• TASK PROMPT: With the pictures left aside, write out the entries that follow exactly.

--- RECORDS SHOWN ---

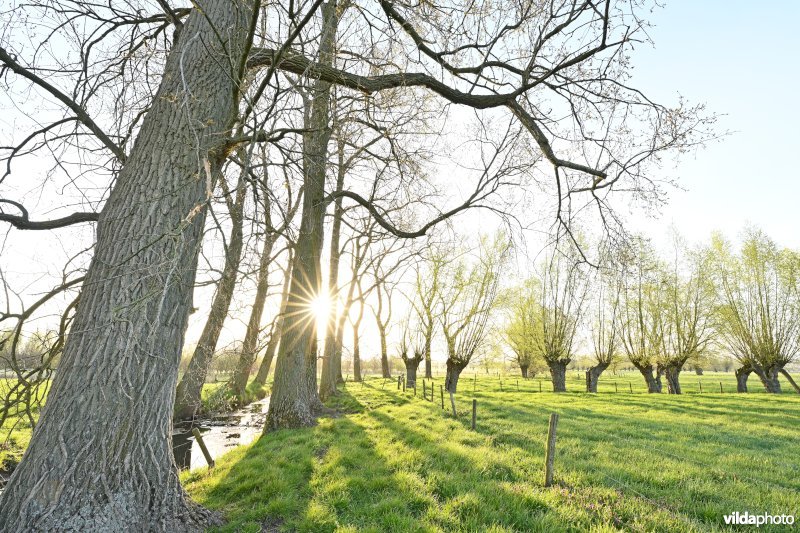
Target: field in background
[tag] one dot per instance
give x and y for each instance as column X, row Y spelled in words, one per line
column 394, row 462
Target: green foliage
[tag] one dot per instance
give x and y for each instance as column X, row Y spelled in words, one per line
column 631, row 462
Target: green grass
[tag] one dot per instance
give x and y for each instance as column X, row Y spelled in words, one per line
column 632, row 462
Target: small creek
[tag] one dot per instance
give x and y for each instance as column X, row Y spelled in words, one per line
column 220, row 434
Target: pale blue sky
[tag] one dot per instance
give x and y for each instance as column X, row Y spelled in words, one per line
column 740, row 58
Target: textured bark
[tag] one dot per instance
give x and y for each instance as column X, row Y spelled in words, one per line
column 277, row 330
column 454, row 369
column 428, row 367
column 651, row 375
column 411, row 372
column 673, row 373
column 769, row 377
column 356, row 340
column 741, row 377
column 593, row 375
column 384, row 351
column 328, row 379
column 412, row 364
column 558, row 374
column 356, row 355
column 250, row 346
column 428, row 334
column 294, row 399
column 187, row 398
column 100, row 456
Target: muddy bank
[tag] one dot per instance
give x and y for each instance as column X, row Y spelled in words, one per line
column 220, row 434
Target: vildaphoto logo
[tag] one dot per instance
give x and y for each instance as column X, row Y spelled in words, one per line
column 758, row 520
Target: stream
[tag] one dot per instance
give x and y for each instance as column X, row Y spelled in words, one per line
column 220, row 433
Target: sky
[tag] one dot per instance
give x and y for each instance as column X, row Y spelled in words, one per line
column 737, row 57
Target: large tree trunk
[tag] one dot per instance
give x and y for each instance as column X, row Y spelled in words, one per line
column 295, row 399
column 384, row 351
column 558, row 374
column 187, row 398
column 328, row 380
column 672, row 373
column 741, row 377
column 593, row 375
column 428, row 341
column 356, row 355
column 454, row 369
column 277, row 330
column 412, row 364
column 356, row 339
column 100, row 457
column 651, row 375
column 769, row 377
column 250, row 346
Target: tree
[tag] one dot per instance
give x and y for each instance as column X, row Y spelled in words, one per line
column 465, row 303
column 107, row 419
column 411, row 362
column 759, row 312
column 167, row 148
column 428, row 279
column 563, row 299
column 686, row 311
column 606, row 329
column 187, row 397
column 642, row 315
column 524, row 327
column 250, row 345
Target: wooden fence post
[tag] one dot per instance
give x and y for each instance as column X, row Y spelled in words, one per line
column 474, row 412
column 199, row 438
column 550, row 451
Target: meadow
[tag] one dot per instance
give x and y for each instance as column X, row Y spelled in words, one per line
column 387, row 460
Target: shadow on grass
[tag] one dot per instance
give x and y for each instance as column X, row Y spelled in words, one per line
column 395, row 463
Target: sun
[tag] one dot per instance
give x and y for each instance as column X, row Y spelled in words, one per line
column 320, row 308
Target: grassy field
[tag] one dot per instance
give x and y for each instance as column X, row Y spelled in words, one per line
column 633, row 462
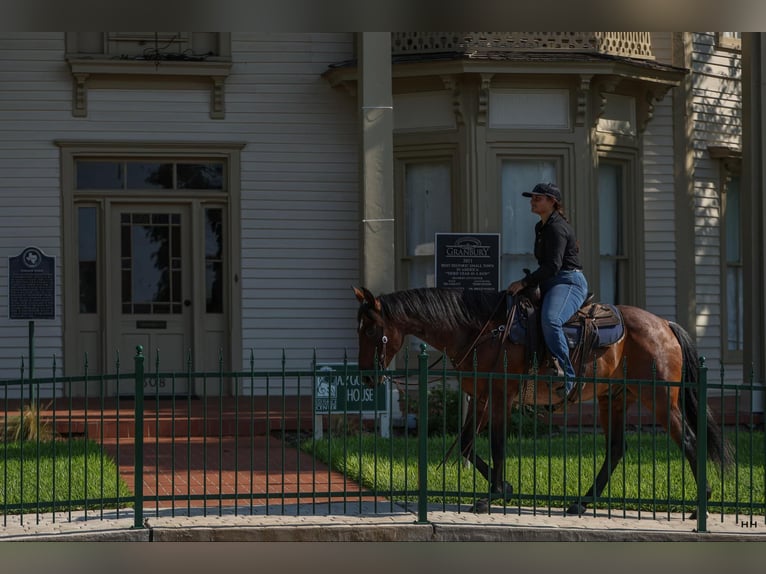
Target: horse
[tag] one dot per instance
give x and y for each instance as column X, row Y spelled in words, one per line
column 465, row 325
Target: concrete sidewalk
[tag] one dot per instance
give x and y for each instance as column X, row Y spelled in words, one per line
column 365, row 521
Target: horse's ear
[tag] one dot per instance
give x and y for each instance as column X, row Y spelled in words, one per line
column 365, row 295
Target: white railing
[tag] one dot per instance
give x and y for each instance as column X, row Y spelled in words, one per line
column 627, row 44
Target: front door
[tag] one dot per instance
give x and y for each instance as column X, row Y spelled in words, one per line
column 151, row 295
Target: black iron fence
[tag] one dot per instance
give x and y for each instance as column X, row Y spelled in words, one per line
column 257, row 442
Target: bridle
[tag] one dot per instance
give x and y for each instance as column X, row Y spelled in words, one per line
column 482, row 336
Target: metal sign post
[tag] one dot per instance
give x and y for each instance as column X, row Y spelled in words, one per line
column 31, row 294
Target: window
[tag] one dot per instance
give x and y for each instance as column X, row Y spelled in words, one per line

---

• OUTPUT BELOW:
Target: field in background
[tag] one dot per instance
give x and y for each instance as column X, row Y spelled in words, one per line
column 394, row 462
Target: green foliage
[tag] one dot per instance
give x and y for each instance as column X, row Y spelled in words, one per line
column 631, row 462
Target: green grass
[tag] one dot per instance
give x and y for each instance as column X, row Y spelled in words, one per line
column 632, row 462
Target: small creek
[tag] one dot per instance
give x and y for each instance as column X, row Y spelled in words, one per line
column 220, row 434
Target: pale blue sky
[tag] one dot per instance
give x and y for each instance as column X, row Y spelled in words, one per line
column 740, row 58
Target: textured bark
[tag] one dot per instance
give x and y for each instance as column X, row Y spelled in words, one per line
column 277, row 330
column 454, row 369
column 428, row 367
column 651, row 375
column 411, row 372
column 673, row 373
column 769, row 377
column 356, row 340
column 741, row 377
column 593, row 375
column 384, row 351
column 328, row 379
column 412, row 364
column 558, row 374
column 356, row 355
column 250, row 346
column 428, row 334
column 294, row 399
column 187, row 398
column 100, row 456
Target: muddy bank
[tag] one dot per instance
give x and y for each instance as column X, row Y spelled in words, one per line
column 220, row 434
Target: vildaphoto logo
[tag] one dot per instance
give x and y for each instance as column X, row Y spelled in words, one per line
column 758, row 520
Target: stream
[tag] one dot per instance
give x and y for each instance as column X, row Y spelled in words, one per line
column 220, row 433
Target: sky
[tag] one dot per instance
give x and y for each instance as column X, row Y spelled in words, one per line
column 737, row 57
Target: large tree trunk
[tag] one dot per instance
give x and y for each instance as column X, row Y spelled in words, one per line
column 295, row 399
column 384, row 351
column 558, row 374
column 187, row 398
column 328, row 380
column 672, row 373
column 741, row 377
column 593, row 375
column 428, row 341
column 356, row 355
column 454, row 369
column 277, row 330
column 412, row 364
column 356, row 339
column 100, row 457
column 651, row 375
column 769, row 377
column 250, row 346
Target: tree
[tag] one dot per instance
give x and y for each instance as column X, row Y spelled in words, one per line
column 465, row 303
column 107, row 419
column 411, row 362
column 759, row 312
column 167, row 148
column 428, row 279
column 563, row 299
column 686, row 311
column 606, row 329
column 187, row 397
column 642, row 315
column 524, row 327
column 250, row 345
Target: wooden fence post
[tag] one dot per instance
give x and y for each instance as column X, row Y spelled in words, one per line
column 474, row 412
column 199, row 438
column 550, row 451
Target: meadow
[tag] one dot per instance
give x and y for each instance as column X, row Y spelled in words, one per line
column 387, row 460
Target: shadow on grass
[tag] one dot per instance
give x and y for each instance as column X, row Y spelled in words, one per line
column 395, row 463
Target: sun
[tag] one dot per instance
give x and y for each instance as column X, row Y spelled in words, one per line
column 320, row 308
Target: grassy field
[tag] one dot per instance
give x and y for each instance as column X, row Y spelled in words, one per line
column 633, row 462
Target: horse
[tag] one dot per instance
give x and y for each instance as column X, row Y spelled in words, one per line
column 465, row 325
Target: concrete sidewalk
[tag] one dot per instance
give x and y for each instance as column X, row Y spelled in words, one per line
column 365, row 521
Target: horse's ear
[tag] one dot per instance
give x and y for each instance as column X, row Y spelled in words, one per line
column 365, row 295
Target: white railing
[tag] one dot per instance
give x and y for each instance as column X, row Y spelled in words, one per line
column 627, row 44
Target: front door
[tag] one dot per instance
give x and y for each instance as column X, row Y spelled in words, one per line
column 151, row 295
Target: black iron fence
[tag] one dot per instance
give x and y for each instance as column X, row Y spelled in words, one per line
column 257, row 442
Target: bridle
[tag] one dot per instance
give x and y for each instance as column X, row Y spelled in words, one per line
column 482, row 336
Target: metal sign post
[tag] one dot per instance
give x and y for each instance as column X, row Y spelled in words, one per line
column 31, row 294
Target: window
[tag] one dot per instance
give x and y for each instance as column X, row Y spelled in words, one per line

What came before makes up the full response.